# Stated problem
Copy each of the items below word for word, without changing anything.

# Extracted entries
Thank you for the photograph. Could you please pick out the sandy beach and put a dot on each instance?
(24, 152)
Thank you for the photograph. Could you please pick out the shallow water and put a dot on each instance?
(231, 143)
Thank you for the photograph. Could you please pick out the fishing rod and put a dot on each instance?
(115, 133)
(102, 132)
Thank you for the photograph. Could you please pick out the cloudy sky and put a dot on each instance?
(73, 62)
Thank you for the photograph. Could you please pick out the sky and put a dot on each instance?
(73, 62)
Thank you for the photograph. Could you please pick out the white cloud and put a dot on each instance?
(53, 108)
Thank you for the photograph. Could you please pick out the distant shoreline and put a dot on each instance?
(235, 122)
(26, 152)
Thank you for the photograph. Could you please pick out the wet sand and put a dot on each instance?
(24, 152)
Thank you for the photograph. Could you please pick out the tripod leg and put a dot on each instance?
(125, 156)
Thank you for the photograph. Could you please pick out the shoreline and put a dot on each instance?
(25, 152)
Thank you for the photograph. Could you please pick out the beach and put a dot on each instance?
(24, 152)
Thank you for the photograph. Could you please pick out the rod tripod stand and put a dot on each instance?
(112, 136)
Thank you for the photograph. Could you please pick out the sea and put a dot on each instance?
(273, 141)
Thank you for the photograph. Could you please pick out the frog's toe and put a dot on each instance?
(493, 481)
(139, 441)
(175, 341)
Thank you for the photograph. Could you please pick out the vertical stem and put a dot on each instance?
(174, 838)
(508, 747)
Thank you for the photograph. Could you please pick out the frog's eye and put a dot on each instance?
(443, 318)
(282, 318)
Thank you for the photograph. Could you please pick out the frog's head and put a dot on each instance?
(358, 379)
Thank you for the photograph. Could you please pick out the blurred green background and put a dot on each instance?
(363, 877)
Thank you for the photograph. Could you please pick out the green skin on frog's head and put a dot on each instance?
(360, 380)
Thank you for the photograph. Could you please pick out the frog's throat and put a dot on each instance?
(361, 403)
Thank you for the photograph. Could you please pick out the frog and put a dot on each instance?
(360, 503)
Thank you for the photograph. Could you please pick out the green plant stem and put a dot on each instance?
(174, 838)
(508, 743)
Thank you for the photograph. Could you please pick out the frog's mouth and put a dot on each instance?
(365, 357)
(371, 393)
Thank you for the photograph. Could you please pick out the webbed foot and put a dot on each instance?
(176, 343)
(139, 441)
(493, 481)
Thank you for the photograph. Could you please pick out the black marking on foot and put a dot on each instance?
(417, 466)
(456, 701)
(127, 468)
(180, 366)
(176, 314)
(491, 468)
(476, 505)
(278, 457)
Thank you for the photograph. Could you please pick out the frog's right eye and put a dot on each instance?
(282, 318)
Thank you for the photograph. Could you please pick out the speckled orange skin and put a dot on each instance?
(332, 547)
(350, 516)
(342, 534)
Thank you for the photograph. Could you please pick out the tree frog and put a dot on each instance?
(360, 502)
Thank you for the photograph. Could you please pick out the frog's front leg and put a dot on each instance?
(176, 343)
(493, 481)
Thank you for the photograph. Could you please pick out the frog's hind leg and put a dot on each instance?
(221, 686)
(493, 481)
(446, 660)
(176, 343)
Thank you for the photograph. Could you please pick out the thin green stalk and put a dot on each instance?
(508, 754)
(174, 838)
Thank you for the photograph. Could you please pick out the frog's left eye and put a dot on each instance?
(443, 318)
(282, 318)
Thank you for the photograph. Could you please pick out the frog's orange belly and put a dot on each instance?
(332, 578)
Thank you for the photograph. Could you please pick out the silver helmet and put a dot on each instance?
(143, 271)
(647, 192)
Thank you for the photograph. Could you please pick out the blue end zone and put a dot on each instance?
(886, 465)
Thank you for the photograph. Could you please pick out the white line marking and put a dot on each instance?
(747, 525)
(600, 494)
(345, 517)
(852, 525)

# Task response
Thank you for the photograph. Could you please pick out the sandy beach and put a dot on each instance?
(24, 152)
Thank you for the photograph. Could you please pick out the shallow water and put a dot on each instance?
(231, 143)
Thank you for the photograph. Could you please pick out the fishing rod and put a dot on each instance?
(115, 133)
(102, 132)
Thank you for the photograph. Could you please pick out the cloudy sky and put a dot on each instance?
(73, 62)
Thank you for the photograph. Could you please pick out the sky and put a dot on each instance?
(73, 62)
Thank you for the photograph. Could you please pick out the white cloud and put a dot on each instance?
(53, 108)
Thank you for the photograph. Could you please pick out the distant shoreline and put a dot on each instance?
(235, 122)
(26, 152)
Thank you for the photograph. Could you please pick out the wet sand and put a dot on each instance?
(24, 152)
Thank you for the photograph. Could you please pick out the tripod leg and put a dot on each instance?
(125, 156)
Thank you for the photograph. Could you please pick out the shoreline and put a dot on each instance?
(25, 152)
Thank you for the photograph. Could you please pick out the beach and put a dot on each instance?
(24, 152)
Thank you for the photograph. Could you please pick out the rod tripod stand and put a dot on each instance?
(112, 136)
Thank you for the photograph. Could you please pick out the sea and put a dot on each instance?
(273, 141)
Thank you for the photograph. Could you please pick out the frog's toe and put a dot on each instance?
(493, 481)
(139, 441)
(175, 341)
Thank you for the photograph. Could you please pick out the vertical stem and put a dot on each instance?
(174, 838)
(508, 747)
Thank you for the photograph. Could you please pick out the frog's eye and put a dot on each instance?
(443, 318)
(282, 318)
Thank you for the photograph. Could you please pick out the frog's head and put a dot on each instance?
(358, 379)
Thank you for the photograph. Could you please pick out the blurred green background and put a dot on each instance?
(363, 877)
Thank you for the photograph. Could you please pick out the green skin on frog's head and put a dot on each instance?
(360, 380)
Thank you for the photograph. Could you please pick out the frog's throat and put a dot on each instance?
(361, 403)
Thank you for the photograph. Could you please pick out the frog and put a dot on each instance?
(360, 503)
Thank you for the photograph. Could you please pick out the green plant stem and put a dot on each instance?
(174, 838)
(508, 743)
Thank you for the photograph. Could you please pick out the frog's mouth and put a dot on each instance?
(365, 357)
(371, 393)
Thank you for the photograph. Could you please pick out the webbed foot and put a dot on each instance?
(176, 343)
(139, 441)
(493, 481)
Thank you for the photograph. Could you please pick out the black marking on foot and put a dot on each instance?
(417, 466)
(456, 701)
(127, 468)
(180, 366)
(176, 314)
(491, 468)
(476, 505)
(278, 457)
Thank you for the photograph. Could you please pick out the frog's right eye and put a dot on each instance?
(282, 318)
Thank you for the photograph. Could you please pick out the speckled orange skin and put a dot on each instance?
(332, 547)
(350, 516)
(342, 534)
Thank you for the photograph. Could you please pick out the tree frog and put a dot on each instance?
(360, 502)
Thank you for the photograph. Could you please pick out the frog's front leg and put a dot on each instance?
(176, 343)
(493, 481)
Thank you for the photograph. Could you please pick out the frog's hind leg and put a dot on each instance?
(221, 686)
(493, 481)
(446, 660)
(176, 343)
Thank you for the photograph. Could you please pick out the thin green stalk and put a dot on each instance?
(508, 754)
(174, 838)
Thank you for the photograph. Could you please pick out the frog's left eye and put a dot on each instance?
(443, 318)
(282, 318)
Thank you for the photograph. Could you please pick out the frog's orange belly and put a dot on each instance?
(332, 578)
Thank you for the photograph. Could you please pick out the silver helmet and put a dot on each instance?
(143, 271)
(647, 192)
Thank you for the photograph. Could you please pick out the blue end zone and put a dot on each instance?
(886, 465)
Thank you for the photograph. Could you please pick out the white line marking and put a dot on each instance?
(747, 525)
(600, 494)
(345, 517)
(852, 525)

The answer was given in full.